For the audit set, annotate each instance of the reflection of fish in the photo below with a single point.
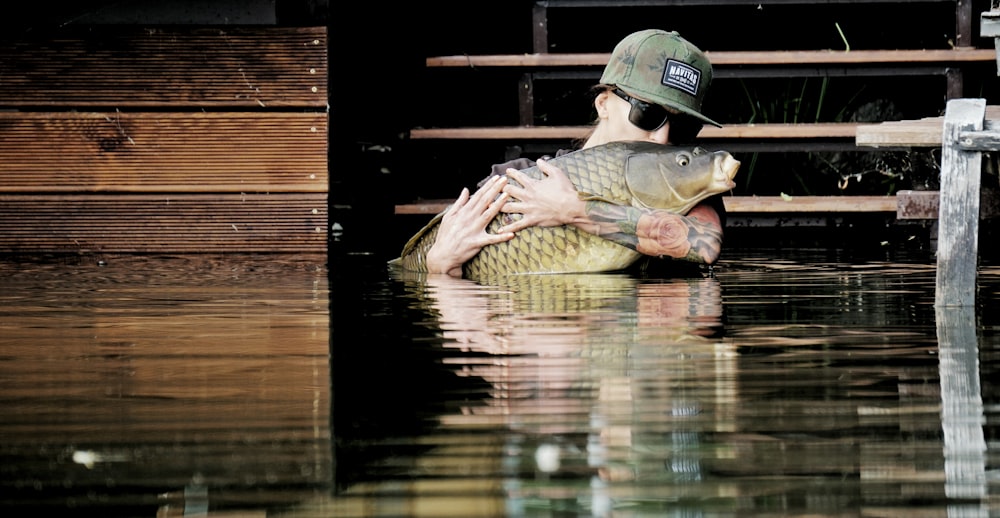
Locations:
(641, 174)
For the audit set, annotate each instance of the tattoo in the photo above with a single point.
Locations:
(696, 237)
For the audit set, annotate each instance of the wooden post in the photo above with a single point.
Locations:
(962, 415)
(958, 217)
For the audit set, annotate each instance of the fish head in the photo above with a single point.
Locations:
(677, 178)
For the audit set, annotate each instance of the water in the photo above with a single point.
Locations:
(787, 382)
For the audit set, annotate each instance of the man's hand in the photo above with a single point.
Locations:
(549, 202)
(462, 231)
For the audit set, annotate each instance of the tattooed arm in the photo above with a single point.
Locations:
(553, 201)
(696, 237)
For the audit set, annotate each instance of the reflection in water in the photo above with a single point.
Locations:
(775, 386)
(163, 386)
(787, 382)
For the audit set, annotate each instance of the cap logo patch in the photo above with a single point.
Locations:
(682, 76)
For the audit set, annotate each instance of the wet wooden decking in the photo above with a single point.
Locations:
(164, 139)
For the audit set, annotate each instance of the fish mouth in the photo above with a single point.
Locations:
(730, 166)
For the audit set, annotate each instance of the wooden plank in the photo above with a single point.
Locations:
(734, 58)
(179, 222)
(736, 204)
(924, 132)
(958, 219)
(730, 131)
(163, 152)
(132, 66)
(925, 204)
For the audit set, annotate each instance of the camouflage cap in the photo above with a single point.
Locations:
(663, 68)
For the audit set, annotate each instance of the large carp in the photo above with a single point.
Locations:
(641, 174)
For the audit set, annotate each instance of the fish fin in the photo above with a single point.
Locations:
(586, 196)
(412, 243)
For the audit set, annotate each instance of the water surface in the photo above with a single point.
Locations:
(781, 382)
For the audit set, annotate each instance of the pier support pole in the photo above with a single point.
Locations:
(958, 217)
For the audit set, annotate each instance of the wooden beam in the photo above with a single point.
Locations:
(924, 132)
(844, 130)
(736, 204)
(733, 58)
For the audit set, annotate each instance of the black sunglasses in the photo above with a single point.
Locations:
(645, 116)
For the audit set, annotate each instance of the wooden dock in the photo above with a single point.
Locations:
(164, 139)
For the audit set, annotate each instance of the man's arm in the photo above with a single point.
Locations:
(554, 201)
(462, 231)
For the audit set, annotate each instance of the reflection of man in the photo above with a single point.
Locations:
(607, 357)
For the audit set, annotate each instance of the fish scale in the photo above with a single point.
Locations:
(607, 172)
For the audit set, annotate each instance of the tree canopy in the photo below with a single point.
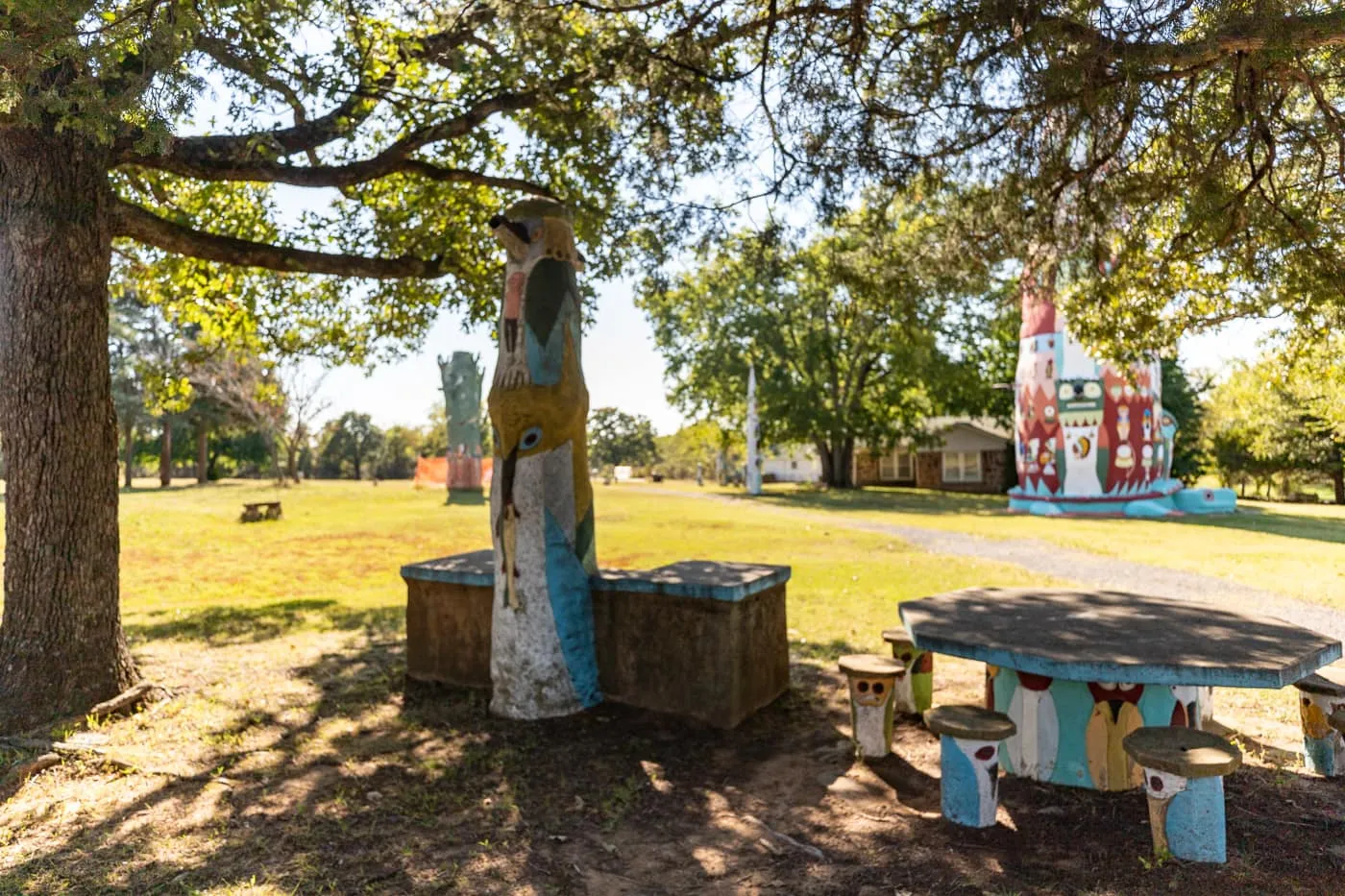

--

Set down the material exactly as given, but print none of the pictures.

For the audit set, annotate each instance of the reflection of fish in the photo below with a single point.
Locations:
(641, 174)
For the audit set, annotate each instance of the tattoo in the photo above with a single point.
Locations:
(696, 237)
For the audit set, annotate each instance of the wooden post in the photo above with a single point.
Locations:
(962, 415)
(958, 217)
For the audit set, annotate each instance of the fish head in the photo above with a single point.
Locations:
(677, 178)
For the audit set, annotate each instance of the water in the photo above with a single point.
Locations:
(787, 382)
For the audit set, annotate each instance of the man's hand in the photo above with a single point.
Locations:
(549, 202)
(462, 231)
For the audit set, annotate each instance of the tattooed arm in the photo above with a single point.
Locations:
(553, 201)
(696, 237)
For the audit set, annotate each instance of the reflection in water in the photo above with a single point.
Locations:
(775, 386)
(163, 386)
(787, 382)
For the audit set, annotate each instance of the cap logo patch in the photo above with a single point.
Locations:
(682, 76)
For the audit set, annotate each instance of the wet wooden decking in the photo above with a single point.
Locations:
(164, 139)
For the audit set, annotate each instance of the fish mouth in the photo above with a single point.
Locations:
(730, 166)
For the audit set, annotate each instance of the wooden plank in the photo above with a single point.
Locations:
(734, 58)
(179, 222)
(736, 204)
(924, 132)
(958, 219)
(730, 131)
(163, 152)
(132, 66)
(925, 204)
For the audit set, annotate each instance of the camouflage cap in the photo above with a single point.
Locations:
(663, 68)
For the audit set, annotate each instance of the large carp in the photo above with a single point.
Locations:
(641, 174)
For the audit set, annotate each instance of the fish fin in the photo above with a single point.
Locations:
(586, 196)
(412, 243)
For the audit set, annotate each instance of the water surface in the photo above with a single point.
Locations:
(781, 382)
For the audit set, annotate each instance of the pier support pole in the photo above with a single point.
Locations:
(958, 217)
For the audit set, annotate each instance of the wooden beam in the photo above with a single point.
Locations:
(924, 132)
(844, 130)
(736, 204)
(733, 58)
For the audit set, annotate each instance of the black sunglasses in the photo above with a single point.
Locations:
(645, 116)
For the audit set, annotate each instance of the wooden dock in the photo above with a single point.
Locations:
(164, 139)
For the audit set, annotate each instance of the man's arm in the photo above with a single point.
Locations:
(554, 201)
(462, 231)
For the audit set, annotate each instance of the reflection of man in the photo above with a single point.
Locations:
(607, 357)
For the audit set, annotate each instance of the fish scale in the photo above with a single point.
Locations:
(607, 172)
For the audit set, annotate each instance of the tree canopy in the photo below with a single point.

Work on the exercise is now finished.